• **EXERCISE DIRECTIONS**
Nothing but the lines from the start of the records below through the line that has "Target: sky" should appear, each exactly as given.

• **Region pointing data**
== Segment start ==

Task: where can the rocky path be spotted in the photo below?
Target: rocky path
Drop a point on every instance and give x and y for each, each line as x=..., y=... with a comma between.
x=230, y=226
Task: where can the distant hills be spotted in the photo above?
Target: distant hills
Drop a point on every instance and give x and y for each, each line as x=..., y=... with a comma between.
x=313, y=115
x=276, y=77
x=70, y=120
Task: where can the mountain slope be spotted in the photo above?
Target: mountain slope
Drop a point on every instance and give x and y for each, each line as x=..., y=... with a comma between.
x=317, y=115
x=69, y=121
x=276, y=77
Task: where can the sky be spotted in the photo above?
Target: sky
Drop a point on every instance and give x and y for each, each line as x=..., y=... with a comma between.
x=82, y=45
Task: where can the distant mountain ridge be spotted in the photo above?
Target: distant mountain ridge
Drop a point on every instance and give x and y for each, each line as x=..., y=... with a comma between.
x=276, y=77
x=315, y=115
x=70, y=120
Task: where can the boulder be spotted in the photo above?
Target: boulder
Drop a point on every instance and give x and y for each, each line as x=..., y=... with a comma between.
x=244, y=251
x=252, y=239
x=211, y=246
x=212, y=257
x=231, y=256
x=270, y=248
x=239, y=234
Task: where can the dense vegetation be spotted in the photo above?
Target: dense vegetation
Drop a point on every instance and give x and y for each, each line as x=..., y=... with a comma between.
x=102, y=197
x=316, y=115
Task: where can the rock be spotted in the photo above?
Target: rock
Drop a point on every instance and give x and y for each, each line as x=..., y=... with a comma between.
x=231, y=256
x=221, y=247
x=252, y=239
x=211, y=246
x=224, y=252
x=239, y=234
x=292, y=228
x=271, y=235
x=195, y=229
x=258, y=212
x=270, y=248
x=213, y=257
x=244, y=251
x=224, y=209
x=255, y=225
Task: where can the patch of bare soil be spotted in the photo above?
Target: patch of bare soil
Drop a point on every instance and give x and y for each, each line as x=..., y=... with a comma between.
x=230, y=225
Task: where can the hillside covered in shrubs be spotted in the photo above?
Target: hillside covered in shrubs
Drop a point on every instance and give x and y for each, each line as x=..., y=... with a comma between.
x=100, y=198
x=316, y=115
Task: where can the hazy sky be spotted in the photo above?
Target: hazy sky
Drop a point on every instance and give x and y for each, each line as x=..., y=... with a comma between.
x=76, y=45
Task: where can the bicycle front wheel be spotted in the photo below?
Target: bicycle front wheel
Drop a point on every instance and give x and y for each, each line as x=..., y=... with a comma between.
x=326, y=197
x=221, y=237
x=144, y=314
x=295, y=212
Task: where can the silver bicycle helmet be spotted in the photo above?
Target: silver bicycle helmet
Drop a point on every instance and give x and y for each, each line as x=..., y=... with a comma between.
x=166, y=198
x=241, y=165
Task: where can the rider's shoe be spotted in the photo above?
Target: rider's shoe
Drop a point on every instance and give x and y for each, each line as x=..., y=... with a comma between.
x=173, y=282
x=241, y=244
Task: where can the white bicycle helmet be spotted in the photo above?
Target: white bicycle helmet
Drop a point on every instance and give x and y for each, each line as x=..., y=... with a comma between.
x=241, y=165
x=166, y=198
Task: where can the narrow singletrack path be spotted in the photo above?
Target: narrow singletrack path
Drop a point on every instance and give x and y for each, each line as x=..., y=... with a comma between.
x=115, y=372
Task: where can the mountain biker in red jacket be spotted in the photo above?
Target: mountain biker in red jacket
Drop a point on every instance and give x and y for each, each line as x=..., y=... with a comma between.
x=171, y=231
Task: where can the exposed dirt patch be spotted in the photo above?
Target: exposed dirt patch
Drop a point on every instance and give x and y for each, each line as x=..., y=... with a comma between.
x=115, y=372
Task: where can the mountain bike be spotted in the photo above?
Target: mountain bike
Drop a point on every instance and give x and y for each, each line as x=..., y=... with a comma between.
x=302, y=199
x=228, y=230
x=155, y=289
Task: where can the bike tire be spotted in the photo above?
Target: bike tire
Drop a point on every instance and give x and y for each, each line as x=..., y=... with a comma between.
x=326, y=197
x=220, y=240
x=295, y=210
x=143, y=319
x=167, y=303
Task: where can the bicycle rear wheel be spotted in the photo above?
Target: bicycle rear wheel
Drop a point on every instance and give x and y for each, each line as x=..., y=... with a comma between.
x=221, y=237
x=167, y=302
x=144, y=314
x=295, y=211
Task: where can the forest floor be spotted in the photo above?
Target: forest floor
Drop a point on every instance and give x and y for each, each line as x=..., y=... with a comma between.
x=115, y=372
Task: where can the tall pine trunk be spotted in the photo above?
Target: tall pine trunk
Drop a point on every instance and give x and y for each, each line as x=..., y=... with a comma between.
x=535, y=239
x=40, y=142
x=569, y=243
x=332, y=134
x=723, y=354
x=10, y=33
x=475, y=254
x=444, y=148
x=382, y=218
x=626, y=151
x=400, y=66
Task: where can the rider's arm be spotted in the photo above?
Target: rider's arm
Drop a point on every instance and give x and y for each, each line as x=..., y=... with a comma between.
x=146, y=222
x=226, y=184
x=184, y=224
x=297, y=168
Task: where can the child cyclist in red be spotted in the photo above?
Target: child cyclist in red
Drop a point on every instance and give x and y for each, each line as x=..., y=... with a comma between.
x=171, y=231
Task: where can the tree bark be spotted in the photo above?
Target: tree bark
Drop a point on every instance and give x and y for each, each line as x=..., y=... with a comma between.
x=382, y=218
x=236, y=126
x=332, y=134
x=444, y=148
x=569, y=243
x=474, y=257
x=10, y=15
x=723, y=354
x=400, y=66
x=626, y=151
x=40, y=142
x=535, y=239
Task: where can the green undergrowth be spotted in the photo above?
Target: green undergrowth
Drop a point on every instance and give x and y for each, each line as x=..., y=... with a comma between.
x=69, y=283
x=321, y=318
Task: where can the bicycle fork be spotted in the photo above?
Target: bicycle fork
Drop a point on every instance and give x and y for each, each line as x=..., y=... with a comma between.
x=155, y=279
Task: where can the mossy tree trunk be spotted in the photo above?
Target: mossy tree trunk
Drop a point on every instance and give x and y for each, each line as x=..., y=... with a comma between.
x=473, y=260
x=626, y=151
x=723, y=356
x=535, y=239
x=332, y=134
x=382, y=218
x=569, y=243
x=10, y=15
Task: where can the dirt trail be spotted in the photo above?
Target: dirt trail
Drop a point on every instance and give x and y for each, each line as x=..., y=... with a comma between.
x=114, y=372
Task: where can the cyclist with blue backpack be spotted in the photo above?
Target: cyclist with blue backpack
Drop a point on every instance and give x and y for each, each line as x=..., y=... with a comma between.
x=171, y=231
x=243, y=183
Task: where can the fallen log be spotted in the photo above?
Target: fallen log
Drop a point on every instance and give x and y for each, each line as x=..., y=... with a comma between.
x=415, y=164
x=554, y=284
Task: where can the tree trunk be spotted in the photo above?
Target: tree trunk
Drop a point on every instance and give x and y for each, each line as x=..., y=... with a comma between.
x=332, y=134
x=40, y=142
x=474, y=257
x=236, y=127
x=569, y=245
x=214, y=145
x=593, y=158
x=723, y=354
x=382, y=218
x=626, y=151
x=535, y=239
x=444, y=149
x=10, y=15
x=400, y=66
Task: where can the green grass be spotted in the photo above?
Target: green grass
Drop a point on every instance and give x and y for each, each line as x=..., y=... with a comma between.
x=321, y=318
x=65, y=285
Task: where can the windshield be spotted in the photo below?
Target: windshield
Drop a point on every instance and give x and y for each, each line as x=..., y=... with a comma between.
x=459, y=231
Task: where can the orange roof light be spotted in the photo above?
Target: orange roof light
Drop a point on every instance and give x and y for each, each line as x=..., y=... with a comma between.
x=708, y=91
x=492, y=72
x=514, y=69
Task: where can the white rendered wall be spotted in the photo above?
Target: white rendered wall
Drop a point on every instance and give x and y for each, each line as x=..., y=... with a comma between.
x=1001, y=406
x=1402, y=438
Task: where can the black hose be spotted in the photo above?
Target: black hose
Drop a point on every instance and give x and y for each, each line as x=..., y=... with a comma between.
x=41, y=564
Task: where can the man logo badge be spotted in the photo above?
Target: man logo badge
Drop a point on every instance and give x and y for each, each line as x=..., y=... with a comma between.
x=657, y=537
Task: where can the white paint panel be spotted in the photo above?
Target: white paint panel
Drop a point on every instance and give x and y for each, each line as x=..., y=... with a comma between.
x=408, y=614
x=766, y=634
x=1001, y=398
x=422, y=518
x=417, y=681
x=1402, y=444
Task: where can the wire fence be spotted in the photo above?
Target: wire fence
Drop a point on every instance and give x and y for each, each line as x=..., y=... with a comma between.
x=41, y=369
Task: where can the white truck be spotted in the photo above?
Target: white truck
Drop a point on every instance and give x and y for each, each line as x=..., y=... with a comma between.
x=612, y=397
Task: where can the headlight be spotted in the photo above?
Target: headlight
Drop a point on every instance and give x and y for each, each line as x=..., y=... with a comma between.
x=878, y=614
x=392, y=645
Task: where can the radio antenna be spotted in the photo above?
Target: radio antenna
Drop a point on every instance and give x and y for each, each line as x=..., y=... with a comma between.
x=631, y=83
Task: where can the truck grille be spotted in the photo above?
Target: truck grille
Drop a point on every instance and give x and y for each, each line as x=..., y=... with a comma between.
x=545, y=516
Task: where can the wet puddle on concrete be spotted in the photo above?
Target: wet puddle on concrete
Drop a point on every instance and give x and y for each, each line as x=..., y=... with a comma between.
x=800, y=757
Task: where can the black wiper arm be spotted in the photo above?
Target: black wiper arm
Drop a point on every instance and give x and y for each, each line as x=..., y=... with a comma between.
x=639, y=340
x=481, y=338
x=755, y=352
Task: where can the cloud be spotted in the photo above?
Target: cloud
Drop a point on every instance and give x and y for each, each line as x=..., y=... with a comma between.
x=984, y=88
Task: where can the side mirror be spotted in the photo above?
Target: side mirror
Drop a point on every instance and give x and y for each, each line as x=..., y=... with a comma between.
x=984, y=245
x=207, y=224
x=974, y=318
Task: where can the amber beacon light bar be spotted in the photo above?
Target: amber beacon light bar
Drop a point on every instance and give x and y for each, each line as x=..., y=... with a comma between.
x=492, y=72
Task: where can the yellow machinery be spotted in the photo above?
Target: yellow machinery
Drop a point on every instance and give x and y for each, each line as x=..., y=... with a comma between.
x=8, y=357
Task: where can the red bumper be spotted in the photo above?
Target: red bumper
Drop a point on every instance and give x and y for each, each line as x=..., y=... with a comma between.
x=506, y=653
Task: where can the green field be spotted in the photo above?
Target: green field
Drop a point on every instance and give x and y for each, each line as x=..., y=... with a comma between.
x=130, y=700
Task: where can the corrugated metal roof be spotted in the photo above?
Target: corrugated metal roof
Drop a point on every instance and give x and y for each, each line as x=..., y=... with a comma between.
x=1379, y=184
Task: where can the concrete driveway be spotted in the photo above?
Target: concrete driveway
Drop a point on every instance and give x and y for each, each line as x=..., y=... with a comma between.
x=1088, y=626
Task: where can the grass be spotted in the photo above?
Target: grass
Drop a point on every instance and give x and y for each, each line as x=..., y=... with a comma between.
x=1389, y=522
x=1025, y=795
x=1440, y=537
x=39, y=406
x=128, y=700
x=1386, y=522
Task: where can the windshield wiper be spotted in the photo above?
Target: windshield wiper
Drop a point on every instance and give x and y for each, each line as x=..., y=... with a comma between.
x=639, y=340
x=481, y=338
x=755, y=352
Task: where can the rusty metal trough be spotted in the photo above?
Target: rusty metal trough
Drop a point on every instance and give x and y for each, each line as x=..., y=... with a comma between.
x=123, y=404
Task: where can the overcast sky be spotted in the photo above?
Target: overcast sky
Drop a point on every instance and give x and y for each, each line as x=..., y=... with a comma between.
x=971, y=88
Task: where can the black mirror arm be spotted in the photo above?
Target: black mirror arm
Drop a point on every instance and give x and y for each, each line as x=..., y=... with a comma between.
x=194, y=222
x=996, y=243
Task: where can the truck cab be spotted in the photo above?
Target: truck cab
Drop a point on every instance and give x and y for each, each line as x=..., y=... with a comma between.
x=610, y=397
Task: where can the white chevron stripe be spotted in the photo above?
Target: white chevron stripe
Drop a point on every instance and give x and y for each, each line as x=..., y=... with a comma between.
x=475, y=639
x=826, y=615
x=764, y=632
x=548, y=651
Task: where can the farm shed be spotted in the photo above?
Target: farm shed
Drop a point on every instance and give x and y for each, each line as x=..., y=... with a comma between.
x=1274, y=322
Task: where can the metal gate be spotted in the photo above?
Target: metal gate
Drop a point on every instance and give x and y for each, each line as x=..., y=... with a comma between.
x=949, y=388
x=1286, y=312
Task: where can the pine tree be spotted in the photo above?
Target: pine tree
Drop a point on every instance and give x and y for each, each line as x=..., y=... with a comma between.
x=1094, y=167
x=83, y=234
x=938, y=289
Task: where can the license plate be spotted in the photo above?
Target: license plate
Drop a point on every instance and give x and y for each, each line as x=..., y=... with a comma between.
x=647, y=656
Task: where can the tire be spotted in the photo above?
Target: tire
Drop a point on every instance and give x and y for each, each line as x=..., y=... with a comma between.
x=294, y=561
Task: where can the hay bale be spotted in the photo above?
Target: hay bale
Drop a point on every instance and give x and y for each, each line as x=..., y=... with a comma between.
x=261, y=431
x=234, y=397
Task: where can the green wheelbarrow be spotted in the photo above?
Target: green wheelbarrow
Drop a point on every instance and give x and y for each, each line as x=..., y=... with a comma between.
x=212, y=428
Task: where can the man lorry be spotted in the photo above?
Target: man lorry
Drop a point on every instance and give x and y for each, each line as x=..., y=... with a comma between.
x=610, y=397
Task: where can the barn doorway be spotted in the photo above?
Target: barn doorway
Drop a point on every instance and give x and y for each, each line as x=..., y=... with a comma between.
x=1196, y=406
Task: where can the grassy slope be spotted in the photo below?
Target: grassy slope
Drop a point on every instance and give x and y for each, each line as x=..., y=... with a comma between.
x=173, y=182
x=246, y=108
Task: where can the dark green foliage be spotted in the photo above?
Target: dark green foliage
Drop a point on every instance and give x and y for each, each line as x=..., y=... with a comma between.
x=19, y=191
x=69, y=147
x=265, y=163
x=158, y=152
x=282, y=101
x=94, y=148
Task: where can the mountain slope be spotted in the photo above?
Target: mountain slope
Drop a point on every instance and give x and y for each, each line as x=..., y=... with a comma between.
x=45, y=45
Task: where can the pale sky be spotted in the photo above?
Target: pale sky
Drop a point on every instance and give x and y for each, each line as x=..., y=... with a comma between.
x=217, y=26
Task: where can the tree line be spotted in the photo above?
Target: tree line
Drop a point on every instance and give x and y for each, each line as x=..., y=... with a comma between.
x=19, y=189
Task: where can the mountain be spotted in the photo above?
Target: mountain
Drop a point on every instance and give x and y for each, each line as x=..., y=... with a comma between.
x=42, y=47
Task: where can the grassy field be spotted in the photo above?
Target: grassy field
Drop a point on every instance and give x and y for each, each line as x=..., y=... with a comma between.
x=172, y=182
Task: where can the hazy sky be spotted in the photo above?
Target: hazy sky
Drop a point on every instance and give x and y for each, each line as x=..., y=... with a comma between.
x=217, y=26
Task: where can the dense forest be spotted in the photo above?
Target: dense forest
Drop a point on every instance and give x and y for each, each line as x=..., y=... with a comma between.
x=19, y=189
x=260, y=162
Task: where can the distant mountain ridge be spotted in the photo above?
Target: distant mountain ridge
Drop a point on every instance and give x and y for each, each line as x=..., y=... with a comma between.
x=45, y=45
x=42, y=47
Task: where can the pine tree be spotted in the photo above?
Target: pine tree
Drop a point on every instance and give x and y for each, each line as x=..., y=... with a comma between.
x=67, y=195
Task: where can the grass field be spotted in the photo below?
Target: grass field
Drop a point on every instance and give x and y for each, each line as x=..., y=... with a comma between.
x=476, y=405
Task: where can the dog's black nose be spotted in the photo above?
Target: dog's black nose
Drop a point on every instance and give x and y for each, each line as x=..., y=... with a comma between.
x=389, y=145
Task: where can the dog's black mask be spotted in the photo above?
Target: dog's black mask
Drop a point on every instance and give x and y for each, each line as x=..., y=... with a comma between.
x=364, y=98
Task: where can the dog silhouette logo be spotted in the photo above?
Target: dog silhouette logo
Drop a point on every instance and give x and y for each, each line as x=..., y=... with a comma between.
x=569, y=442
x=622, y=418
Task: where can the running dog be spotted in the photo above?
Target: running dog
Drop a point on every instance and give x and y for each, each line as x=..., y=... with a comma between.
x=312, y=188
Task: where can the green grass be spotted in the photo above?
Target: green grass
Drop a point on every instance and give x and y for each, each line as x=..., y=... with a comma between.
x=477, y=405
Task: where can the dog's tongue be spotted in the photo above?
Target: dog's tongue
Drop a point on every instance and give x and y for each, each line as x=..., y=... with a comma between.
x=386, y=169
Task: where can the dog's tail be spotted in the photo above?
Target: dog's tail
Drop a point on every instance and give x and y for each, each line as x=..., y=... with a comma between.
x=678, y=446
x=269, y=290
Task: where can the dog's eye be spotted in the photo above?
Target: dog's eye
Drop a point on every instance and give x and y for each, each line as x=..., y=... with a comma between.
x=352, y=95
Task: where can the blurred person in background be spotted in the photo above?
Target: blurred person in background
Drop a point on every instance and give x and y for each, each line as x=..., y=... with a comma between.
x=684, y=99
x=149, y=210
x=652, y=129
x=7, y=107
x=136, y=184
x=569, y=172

== Segment end ==

• **RESPONSE TO THE EXERCISE**
Task: where can the rocky path be spotted in the photo below?
Target: rocky path
Drop a point on every instance and give x and y for each, each line as x=..., y=... with a comma between.
x=230, y=226
Task: where can the distant hills be spotted in the photo above?
Target: distant hills
Drop a point on every instance and give x and y for each, each line as x=..., y=... with a comma between.
x=313, y=115
x=276, y=77
x=70, y=120
Task: where can the mountain slope be spotted in the photo above?
Target: mountain slope
Drop a point on every instance and give x and y for each, each line as x=..., y=... with a comma between.
x=317, y=115
x=69, y=121
x=276, y=77
Task: where can the sky be spotted in the photo above?
Target: sky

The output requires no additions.